TASK REQUIREMENTS ▸ Reproduce the listing below, substituting "Caption states" for every occurrence of "Caption says" and leaving everything else unchanged. Omit the pictures from your answer.

AVAILABLE RECORDS ▸
::::::::

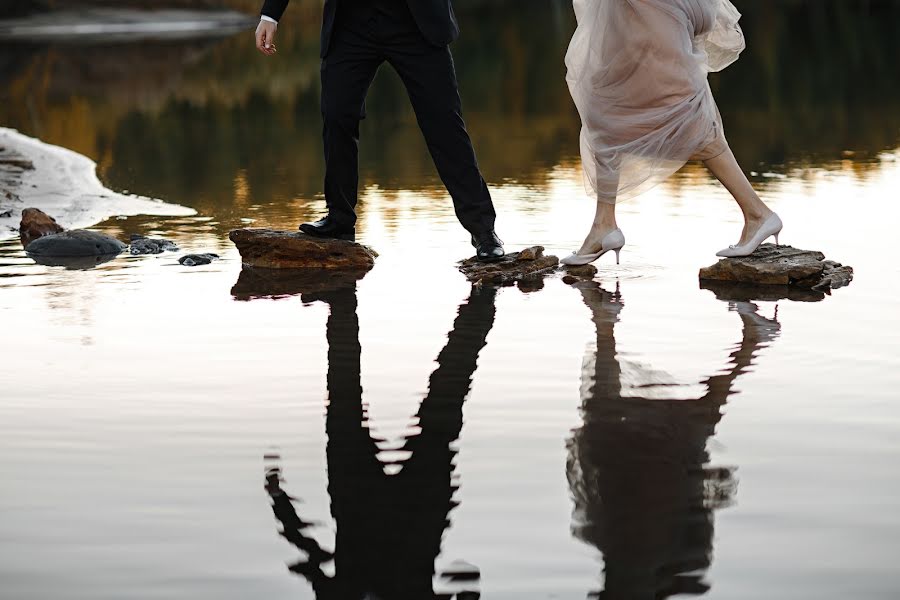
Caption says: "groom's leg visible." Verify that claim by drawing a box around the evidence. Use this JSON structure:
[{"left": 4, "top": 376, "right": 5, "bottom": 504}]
[
  {"left": 322, "top": 26, "right": 384, "bottom": 227},
  {"left": 387, "top": 40, "right": 497, "bottom": 235}
]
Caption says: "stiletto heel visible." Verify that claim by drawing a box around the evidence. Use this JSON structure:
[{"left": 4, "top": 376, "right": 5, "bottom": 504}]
[
  {"left": 716, "top": 213, "right": 784, "bottom": 258},
  {"left": 559, "top": 229, "right": 625, "bottom": 267}
]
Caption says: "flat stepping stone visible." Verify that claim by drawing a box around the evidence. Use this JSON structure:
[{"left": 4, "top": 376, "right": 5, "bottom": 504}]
[
  {"left": 178, "top": 252, "right": 219, "bottom": 267},
  {"left": 231, "top": 267, "right": 369, "bottom": 302},
  {"left": 700, "top": 244, "right": 853, "bottom": 293},
  {"left": 459, "top": 246, "right": 559, "bottom": 285},
  {"left": 228, "top": 229, "right": 378, "bottom": 271},
  {"left": 25, "top": 229, "right": 128, "bottom": 258}
]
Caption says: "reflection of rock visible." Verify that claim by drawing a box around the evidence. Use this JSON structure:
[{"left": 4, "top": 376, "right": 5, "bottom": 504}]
[
  {"left": 178, "top": 252, "right": 219, "bottom": 267},
  {"left": 25, "top": 229, "right": 127, "bottom": 264},
  {"left": 459, "top": 246, "right": 559, "bottom": 285},
  {"left": 700, "top": 280, "right": 825, "bottom": 302},
  {"left": 19, "top": 208, "right": 64, "bottom": 248},
  {"left": 700, "top": 244, "right": 853, "bottom": 293},
  {"left": 231, "top": 267, "right": 369, "bottom": 302},
  {"left": 229, "top": 229, "right": 378, "bottom": 271},
  {"left": 130, "top": 235, "right": 178, "bottom": 255},
  {"left": 563, "top": 265, "right": 597, "bottom": 285},
  {"left": 29, "top": 254, "right": 118, "bottom": 271}
]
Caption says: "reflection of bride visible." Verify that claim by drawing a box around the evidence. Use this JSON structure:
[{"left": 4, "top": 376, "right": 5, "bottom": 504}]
[
  {"left": 563, "top": 0, "right": 781, "bottom": 265},
  {"left": 567, "top": 287, "right": 780, "bottom": 600}
]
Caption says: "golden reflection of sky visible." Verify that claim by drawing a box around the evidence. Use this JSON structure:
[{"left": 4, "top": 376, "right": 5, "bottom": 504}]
[
  {"left": 0, "top": 152, "right": 900, "bottom": 404},
  {"left": 0, "top": 153, "right": 900, "bottom": 590}
]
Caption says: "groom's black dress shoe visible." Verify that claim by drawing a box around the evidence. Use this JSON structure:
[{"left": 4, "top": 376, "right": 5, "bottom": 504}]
[
  {"left": 472, "top": 231, "right": 506, "bottom": 262},
  {"left": 300, "top": 216, "right": 356, "bottom": 242}
]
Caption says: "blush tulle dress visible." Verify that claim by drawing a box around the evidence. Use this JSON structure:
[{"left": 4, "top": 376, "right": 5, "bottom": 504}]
[{"left": 566, "top": 0, "right": 745, "bottom": 203}]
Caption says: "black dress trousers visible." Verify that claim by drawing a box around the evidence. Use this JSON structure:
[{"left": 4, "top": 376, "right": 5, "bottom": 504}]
[{"left": 322, "top": 0, "right": 496, "bottom": 236}]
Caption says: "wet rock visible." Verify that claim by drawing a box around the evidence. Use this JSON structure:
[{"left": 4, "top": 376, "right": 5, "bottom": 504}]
[
  {"left": 229, "top": 229, "right": 378, "bottom": 271},
  {"left": 178, "top": 253, "right": 219, "bottom": 267},
  {"left": 563, "top": 265, "right": 597, "bottom": 279},
  {"left": 562, "top": 265, "right": 597, "bottom": 285},
  {"left": 231, "top": 267, "right": 370, "bottom": 302},
  {"left": 459, "top": 246, "right": 559, "bottom": 287},
  {"left": 19, "top": 208, "right": 65, "bottom": 249},
  {"left": 30, "top": 254, "right": 118, "bottom": 271},
  {"left": 129, "top": 235, "right": 178, "bottom": 255},
  {"left": 25, "top": 229, "right": 128, "bottom": 264},
  {"left": 700, "top": 244, "right": 853, "bottom": 293}
]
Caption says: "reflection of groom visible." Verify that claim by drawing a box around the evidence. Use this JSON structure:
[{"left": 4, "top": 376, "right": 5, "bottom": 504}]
[
  {"left": 267, "top": 287, "right": 496, "bottom": 600},
  {"left": 257, "top": 0, "right": 503, "bottom": 260}
]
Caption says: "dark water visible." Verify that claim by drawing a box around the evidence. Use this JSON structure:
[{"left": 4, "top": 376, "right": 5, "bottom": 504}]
[{"left": 0, "top": 1, "right": 900, "bottom": 600}]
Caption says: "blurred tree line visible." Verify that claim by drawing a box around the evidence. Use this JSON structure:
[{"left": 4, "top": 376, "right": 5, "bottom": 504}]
[{"left": 0, "top": 0, "right": 900, "bottom": 216}]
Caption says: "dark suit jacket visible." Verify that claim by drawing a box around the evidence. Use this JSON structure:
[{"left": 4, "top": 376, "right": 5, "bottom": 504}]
[{"left": 262, "top": 0, "right": 459, "bottom": 57}]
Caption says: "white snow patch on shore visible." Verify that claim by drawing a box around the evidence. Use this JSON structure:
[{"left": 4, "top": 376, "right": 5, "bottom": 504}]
[{"left": 0, "top": 127, "right": 197, "bottom": 239}]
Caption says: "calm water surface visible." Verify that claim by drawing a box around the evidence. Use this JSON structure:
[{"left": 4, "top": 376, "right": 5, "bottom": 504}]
[{"left": 0, "top": 2, "right": 900, "bottom": 600}]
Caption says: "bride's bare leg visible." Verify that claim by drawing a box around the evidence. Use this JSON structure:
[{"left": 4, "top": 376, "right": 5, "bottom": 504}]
[
  {"left": 578, "top": 198, "right": 619, "bottom": 254},
  {"left": 704, "top": 148, "right": 772, "bottom": 244}
]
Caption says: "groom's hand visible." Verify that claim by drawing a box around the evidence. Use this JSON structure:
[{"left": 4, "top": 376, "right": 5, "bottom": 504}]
[{"left": 256, "top": 21, "right": 278, "bottom": 56}]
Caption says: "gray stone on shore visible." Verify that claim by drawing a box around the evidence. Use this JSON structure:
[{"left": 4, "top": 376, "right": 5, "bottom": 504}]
[
  {"left": 700, "top": 244, "right": 853, "bottom": 294},
  {"left": 178, "top": 252, "right": 219, "bottom": 267},
  {"left": 228, "top": 229, "right": 378, "bottom": 271},
  {"left": 129, "top": 235, "right": 179, "bottom": 256},
  {"left": 19, "top": 208, "right": 65, "bottom": 249},
  {"left": 459, "top": 246, "right": 559, "bottom": 291},
  {"left": 25, "top": 229, "right": 128, "bottom": 258}
]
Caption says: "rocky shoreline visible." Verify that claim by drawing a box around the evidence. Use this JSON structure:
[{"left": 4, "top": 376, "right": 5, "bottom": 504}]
[{"left": 0, "top": 127, "right": 196, "bottom": 240}]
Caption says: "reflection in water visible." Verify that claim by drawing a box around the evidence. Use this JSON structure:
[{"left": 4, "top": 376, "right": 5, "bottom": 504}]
[
  {"left": 567, "top": 286, "right": 780, "bottom": 600},
  {"left": 0, "top": 0, "right": 900, "bottom": 231},
  {"left": 266, "top": 287, "right": 497, "bottom": 600}
]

::::::::

COMPLETED EXERCISE ▸
Caption states: "groom's leg visible." Verify that claim by drawing a box around the evidence. Use this JSON structure:
[{"left": 4, "top": 376, "right": 5, "bottom": 504}]
[
  {"left": 322, "top": 26, "right": 384, "bottom": 227},
  {"left": 387, "top": 40, "right": 497, "bottom": 235}
]
Caption states: "stiletto heel visible." Verify that claim by drawing a box around the evidence. Use this JSON structure:
[{"left": 4, "top": 376, "right": 5, "bottom": 504}]
[
  {"left": 716, "top": 213, "right": 784, "bottom": 258},
  {"left": 559, "top": 229, "right": 625, "bottom": 267}
]
Caption states: "flat stepping stone visible." Verify that claim by drawing a box around the evidence. Use this JSON structure:
[{"left": 4, "top": 376, "right": 5, "bottom": 504}]
[
  {"left": 178, "top": 252, "right": 219, "bottom": 267},
  {"left": 231, "top": 267, "right": 369, "bottom": 302},
  {"left": 700, "top": 244, "right": 853, "bottom": 293},
  {"left": 459, "top": 246, "right": 559, "bottom": 285},
  {"left": 228, "top": 229, "right": 378, "bottom": 271},
  {"left": 25, "top": 229, "right": 128, "bottom": 258}
]
Caption states: "reflection of rock visible." Verify that claim by drawing a box around the evidence. Use this JSON structure:
[{"left": 4, "top": 376, "right": 5, "bottom": 504}]
[
  {"left": 178, "top": 252, "right": 219, "bottom": 267},
  {"left": 25, "top": 229, "right": 127, "bottom": 264},
  {"left": 459, "top": 246, "right": 559, "bottom": 285},
  {"left": 700, "top": 280, "right": 825, "bottom": 302},
  {"left": 19, "top": 208, "right": 64, "bottom": 248},
  {"left": 700, "top": 244, "right": 853, "bottom": 293},
  {"left": 231, "top": 267, "right": 369, "bottom": 302},
  {"left": 229, "top": 229, "right": 378, "bottom": 271},
  {"left": 130, "top": 235, "right": 178, "bottom": 255},
  {"left": 563, "top": 265, "right": 597, "bottom": 285},
  {"left": 29, "top": 254, "right": 118, "bottom": 271}
]
Caption states: "reflection of bride visible." Verify that claim by drawing a box around the evidence. Use this JSON structure:
[{"left": 4, "top": 376, "right": 5, "bottom": 504}]
[
  {"left": 563, "top": 0, "right": 781, "bottom": 265},
  {"left": 567, "top": 287, "right": 780, "bottom": 600}
]
Caption states: "golden reflection of sky visible." Verify that claim by drawing a box around the evidence. Use this JSON structure:
[{"left": 4, "top": 376, "right": 5, "bottom": 504}]
[
  {"left": 0, "top": 152, "right": 900, "bottom": 404},
  {"left": 0, "top": 153, "right": 900, "bottom": 590}
]
Caption states: "groom's black dress shoe visible." Verify that claim by drawing a box around the evidence. Use this JSON structure:
[{"left": 4, "top": 376, "right": 5, "bottom": 504}]
[
  {"left": 472, "top": 231, "right": 506, "bottom": 262},
  {"left": 300, "top": 216, "right": 356, "bottom": 242}
]
Caption states: "blush tulle dress visible." Verify that claim by drawing a box around the evidence. Use this JSON structure:
[{"left": 4, "top": 376, "right": 5, "bottom": 504}]
[{"left": 566, "top": 0, "right": 745, "bottom": 203}]
Caption states: "black dress trousers visible." Verify that claim by drawing a box around the evidence. Use this JSON structure:
[{"left": 4, "top": 376, "right": 5, "bottom": 504}]
[{"left": 322, "top": 0, "right": 496, "bottom": 236}]
Caption states: "wet rock visible." Verify that claim by drawing a box around the evidence. Use this JSON structure:
[{"left": 4, "top": 376, "right": 5, "bottom": 504}]
[
  {"left": 229, "top": 229, "right": 378, "bottom": 271},
  {"left": 178, "top": 253, "right": 219, "bottom": 267},
  {"left": 563, "top": 265, "right": 597, "bottom": 279},
  {"left": 562, "top": 265, "right": 597, "bottom": 285},
  {"left": 231, "top": 267, "right": 370, "bottom": 302},
  {"left": 459, "top": 246, "right": 559, "bottom": 287},
  {"left": 19, "top": 208, "right": 65, "bottom": 249},
  {"left": 30, "top": 254, "right": 118, "bottom": 271},
  {"left": 129, "top": 235, "right": 178, "bottom": 255},
  {"left": 25, "top": 229, "right": 128, "bottom": 264},
  {"left": 700, "top": 244, "right": 853, "bottom": 293}
]
Caption states: "reflection of groom visible." Verify that claim by drawing a box around the evidence. Use this JSON structure:
[{"left": 4, "top": 376, "right": 5, "bottom": 504}]
[
  {"left": 267, "top": 287, "right": 496, "bottom": 600},
  {"left": 257, "top": 0, "right": 503, "bottom": 260}
]
Caption states: "dark water visible." Verify that claim by drawing a box around the evidence. Use this JSON structure:
[{"left": 4, "top": 376, "right": 5, "bottom": 504}]
[{"left": 0, "top": 1, "right": 900, "bottom": 600}]
Caption states: "blurred tree line visible." Verify that claim by drawing a box around the evidence. Use this JSON structure:
[{"left": 4, "top": 376, "right": 5, "bottom": 504}]
[{"left": 0, "top": 0, "right": 900, "bottom": 216}]
Caption states: "dark suit jacket visible." Verify that claim by drawing a box around the evidence. Use this JSON structure:
[{"left": 4, "top": 376, "right": 5, "bottom": 504}]
[{"left": 262, "top": 0, "right": 459, "bottom": 57}]
Caption states: "white snow patch on shore visible." Verify that claim by drawing a box around the evidence. Use this JSON structure:
[{"left": 4, "top": 376, "right": 5, "bottom": 504}]
[{"left": 0, "top": 127, "right": 197, "bottom": 239}]
Caption states: "calm water surface visible." Verify that claim by drawing a box around the evidence. Use this JSON structure:
[{"left": 4, "top": 376, "right": 5, "bottom": 504}]
[{"left": 0, "top": 2, "right": 900, "bottom": 600}]
Caption states: "bride's bare leg visible." Verify that claim by drawing a box around the evidence. Use this JSON structure:
[{"left": 4, "top": 376, "right": 5, "bottom": 504}]
[
  {"left": 578, "top": 198, "right": 619, "bottom": 254},
  {"left": 704, "top": 148, "right": 772, "bottom": 244}
]
Caption states: "groom's hand visible." Verify that claim by drawing a box around the evidence. Use this JSON structure:
[{"left": 4, "top": 376, "right": 5, "bottom": 504}]
[{"left": 256, "top": 21, "right": 278, "bottom": 56}]
Caption states: "gray stone on shore visible." Verify that claim by drawing a box around the evidence. Use this JSON structure:
[{"left": 4, "top": 376, "right": 5, "bottom": 504}]
[
  {"left": 700, "top": 244, "right": 853, "bottom": 294},
  {"left": 178, "top": 252, "right": 219, "bottom": 267},
  {"left": 228, "top": 229, "right": 378, "bottom": 271},
  {"left": 129, "top": 235, "right": 179, "bottom": 256},
  {"left": 19, "top": 208, "right": 65, "bottom": 249},
  {"left": 459, "top": 246, "right": 559, "bottom": 291},
  {"left": 25, "top": 229, "right": 128, "bottom": 258}
]
Caption states: "rocky shoreline visible." Verify that claim by drawing a box around the evidence. Use this JSON structure:
[{"left": 4, "top": 376, "right": 5, "bottom": 504}]
[{"left": 0, "top": 127, "right": 196, "bottom": 240}]
Caption states: "reflection in water visible." Verify that claim by drawing a box around the evidence. Use this JSON structure:
[{"left": 4, "top": 376, "right": 5, "bottom": 504}]
[
  {"left": 567, "top": 286, "right": 780, "bottom": 600},
  {"left": 0, "top": 0, "right": 900, "bottom": 231},
  {"left": 266, "top": 287, "right": 497, "bottom": 600}
]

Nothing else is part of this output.